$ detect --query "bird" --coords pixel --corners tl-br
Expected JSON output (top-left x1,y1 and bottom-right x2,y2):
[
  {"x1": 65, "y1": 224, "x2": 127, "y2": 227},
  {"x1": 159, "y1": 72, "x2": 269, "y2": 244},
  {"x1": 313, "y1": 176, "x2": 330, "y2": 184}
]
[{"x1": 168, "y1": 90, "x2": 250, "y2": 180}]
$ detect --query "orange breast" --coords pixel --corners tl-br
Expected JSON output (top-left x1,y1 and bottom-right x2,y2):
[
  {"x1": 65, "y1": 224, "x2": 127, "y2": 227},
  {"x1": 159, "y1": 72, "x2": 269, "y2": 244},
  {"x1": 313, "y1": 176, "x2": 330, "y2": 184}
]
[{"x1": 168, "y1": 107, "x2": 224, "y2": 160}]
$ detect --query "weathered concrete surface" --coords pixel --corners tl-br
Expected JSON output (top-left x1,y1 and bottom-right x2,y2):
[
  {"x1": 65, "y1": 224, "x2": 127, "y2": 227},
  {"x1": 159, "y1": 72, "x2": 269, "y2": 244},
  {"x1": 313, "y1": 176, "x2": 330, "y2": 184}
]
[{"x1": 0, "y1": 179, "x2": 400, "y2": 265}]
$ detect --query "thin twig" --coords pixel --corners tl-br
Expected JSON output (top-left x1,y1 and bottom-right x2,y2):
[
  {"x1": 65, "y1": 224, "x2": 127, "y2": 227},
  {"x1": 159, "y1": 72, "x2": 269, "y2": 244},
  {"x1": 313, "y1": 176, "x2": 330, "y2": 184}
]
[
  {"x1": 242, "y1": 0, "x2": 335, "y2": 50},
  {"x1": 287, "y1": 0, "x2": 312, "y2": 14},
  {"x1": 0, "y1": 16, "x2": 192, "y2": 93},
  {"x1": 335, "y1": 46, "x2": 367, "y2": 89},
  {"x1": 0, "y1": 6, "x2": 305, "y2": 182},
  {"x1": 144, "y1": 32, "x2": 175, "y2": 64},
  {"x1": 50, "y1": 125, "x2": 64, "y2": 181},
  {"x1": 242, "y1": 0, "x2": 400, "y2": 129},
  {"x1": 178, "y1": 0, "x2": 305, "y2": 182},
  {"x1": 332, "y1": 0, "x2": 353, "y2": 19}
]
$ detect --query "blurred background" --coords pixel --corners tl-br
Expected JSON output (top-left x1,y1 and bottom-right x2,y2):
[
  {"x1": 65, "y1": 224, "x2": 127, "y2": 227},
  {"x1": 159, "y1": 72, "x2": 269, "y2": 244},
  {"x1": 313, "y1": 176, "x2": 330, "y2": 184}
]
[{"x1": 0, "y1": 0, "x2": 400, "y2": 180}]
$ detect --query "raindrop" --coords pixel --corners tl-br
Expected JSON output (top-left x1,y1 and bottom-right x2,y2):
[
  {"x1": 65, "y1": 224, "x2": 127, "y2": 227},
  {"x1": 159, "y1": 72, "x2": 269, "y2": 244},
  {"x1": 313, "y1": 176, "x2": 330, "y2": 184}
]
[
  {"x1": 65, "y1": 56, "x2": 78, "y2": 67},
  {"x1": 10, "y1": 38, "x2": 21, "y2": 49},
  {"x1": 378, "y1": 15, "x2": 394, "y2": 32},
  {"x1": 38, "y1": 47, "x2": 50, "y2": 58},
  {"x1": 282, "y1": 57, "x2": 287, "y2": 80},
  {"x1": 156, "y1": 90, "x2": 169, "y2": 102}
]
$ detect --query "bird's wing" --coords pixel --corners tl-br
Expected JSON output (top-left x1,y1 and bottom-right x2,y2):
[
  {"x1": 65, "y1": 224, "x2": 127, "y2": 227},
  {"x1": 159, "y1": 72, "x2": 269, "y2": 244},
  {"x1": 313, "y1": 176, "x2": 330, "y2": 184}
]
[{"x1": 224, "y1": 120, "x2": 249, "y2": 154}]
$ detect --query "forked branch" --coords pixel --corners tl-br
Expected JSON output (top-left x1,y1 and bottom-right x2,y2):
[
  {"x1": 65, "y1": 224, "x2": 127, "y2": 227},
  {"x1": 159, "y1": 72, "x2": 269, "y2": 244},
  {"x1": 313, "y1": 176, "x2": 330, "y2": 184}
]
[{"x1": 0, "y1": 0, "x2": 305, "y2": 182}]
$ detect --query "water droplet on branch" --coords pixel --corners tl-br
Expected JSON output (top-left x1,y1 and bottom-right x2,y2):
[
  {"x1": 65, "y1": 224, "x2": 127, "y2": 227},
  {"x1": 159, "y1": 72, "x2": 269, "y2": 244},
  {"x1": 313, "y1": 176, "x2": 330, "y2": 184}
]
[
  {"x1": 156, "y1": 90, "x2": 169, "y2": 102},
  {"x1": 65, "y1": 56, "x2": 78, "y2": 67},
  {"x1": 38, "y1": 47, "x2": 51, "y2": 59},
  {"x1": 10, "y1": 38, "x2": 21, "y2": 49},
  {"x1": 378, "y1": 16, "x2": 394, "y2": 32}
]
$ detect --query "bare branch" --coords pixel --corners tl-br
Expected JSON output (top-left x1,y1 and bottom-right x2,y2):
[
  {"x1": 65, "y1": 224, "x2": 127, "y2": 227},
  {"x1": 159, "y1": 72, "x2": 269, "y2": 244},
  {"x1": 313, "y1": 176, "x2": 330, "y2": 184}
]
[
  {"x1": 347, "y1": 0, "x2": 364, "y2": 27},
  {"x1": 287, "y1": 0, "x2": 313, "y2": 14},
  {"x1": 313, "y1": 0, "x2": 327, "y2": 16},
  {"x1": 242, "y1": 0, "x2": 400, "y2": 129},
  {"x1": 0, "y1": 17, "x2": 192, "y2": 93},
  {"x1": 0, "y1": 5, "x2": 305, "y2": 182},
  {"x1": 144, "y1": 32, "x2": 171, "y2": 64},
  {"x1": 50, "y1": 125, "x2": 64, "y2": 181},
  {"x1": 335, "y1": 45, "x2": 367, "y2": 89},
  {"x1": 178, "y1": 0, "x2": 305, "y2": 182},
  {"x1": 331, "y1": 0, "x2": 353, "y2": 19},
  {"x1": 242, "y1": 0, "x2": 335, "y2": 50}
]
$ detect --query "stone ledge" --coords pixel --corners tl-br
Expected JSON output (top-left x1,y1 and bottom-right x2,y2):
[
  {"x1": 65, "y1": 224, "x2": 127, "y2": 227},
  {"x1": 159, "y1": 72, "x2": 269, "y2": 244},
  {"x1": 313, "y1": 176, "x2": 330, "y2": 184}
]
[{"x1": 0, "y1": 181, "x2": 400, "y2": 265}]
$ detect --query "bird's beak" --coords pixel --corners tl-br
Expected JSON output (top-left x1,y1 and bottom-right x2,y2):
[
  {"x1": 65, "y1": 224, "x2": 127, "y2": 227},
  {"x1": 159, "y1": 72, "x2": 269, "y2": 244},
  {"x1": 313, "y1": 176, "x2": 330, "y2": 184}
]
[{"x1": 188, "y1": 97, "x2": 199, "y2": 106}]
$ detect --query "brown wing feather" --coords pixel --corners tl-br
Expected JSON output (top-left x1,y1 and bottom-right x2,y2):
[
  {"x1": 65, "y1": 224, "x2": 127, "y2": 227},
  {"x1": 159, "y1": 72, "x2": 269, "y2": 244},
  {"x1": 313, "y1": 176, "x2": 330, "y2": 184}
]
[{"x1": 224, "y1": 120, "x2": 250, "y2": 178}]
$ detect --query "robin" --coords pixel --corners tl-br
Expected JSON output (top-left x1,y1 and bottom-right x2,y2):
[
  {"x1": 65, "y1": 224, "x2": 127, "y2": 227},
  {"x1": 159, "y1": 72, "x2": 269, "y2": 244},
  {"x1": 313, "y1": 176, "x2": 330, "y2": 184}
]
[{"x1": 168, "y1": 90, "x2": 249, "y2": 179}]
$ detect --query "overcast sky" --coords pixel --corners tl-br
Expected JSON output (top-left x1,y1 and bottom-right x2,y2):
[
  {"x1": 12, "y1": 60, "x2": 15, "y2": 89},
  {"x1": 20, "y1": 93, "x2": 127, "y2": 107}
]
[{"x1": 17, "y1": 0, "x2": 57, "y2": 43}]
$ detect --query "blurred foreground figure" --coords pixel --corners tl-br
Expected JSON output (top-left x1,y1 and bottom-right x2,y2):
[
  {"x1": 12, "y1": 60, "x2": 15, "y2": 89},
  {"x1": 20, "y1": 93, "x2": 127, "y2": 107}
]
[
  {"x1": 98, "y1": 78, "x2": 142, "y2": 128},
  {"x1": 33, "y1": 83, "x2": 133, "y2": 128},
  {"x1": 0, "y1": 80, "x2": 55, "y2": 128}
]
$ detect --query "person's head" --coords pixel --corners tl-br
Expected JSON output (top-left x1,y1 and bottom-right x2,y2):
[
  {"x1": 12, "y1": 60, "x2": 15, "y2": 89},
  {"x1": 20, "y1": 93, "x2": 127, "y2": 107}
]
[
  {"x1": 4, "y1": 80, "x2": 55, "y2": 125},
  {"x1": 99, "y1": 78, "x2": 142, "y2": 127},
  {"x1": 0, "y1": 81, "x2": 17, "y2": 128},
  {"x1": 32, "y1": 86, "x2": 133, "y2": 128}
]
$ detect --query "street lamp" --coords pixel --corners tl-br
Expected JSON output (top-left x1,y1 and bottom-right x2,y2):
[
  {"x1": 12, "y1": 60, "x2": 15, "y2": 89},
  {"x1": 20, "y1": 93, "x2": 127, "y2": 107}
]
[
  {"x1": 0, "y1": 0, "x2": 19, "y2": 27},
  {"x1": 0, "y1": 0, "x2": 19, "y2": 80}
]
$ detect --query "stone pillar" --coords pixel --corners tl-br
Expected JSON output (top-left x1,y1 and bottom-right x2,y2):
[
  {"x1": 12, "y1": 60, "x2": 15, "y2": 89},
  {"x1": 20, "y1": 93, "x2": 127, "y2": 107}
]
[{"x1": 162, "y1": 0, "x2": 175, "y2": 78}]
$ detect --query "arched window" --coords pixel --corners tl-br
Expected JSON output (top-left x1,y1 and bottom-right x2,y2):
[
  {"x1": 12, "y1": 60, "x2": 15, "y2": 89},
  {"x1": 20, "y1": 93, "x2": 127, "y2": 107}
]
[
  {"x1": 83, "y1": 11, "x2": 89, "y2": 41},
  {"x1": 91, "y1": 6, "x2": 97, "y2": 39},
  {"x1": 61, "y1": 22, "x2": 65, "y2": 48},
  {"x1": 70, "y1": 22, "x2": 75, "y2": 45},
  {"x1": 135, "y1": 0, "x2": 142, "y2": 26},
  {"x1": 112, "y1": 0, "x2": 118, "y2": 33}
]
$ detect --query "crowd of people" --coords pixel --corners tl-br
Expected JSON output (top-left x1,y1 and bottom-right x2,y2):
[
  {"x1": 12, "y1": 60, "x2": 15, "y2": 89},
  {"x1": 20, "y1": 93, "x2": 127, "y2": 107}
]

************

_DESCRIPTION OF THE TASK_. Count the lines in the records above that contain the word "stone", and reply with the number alone.

_TASK RESULT_. 2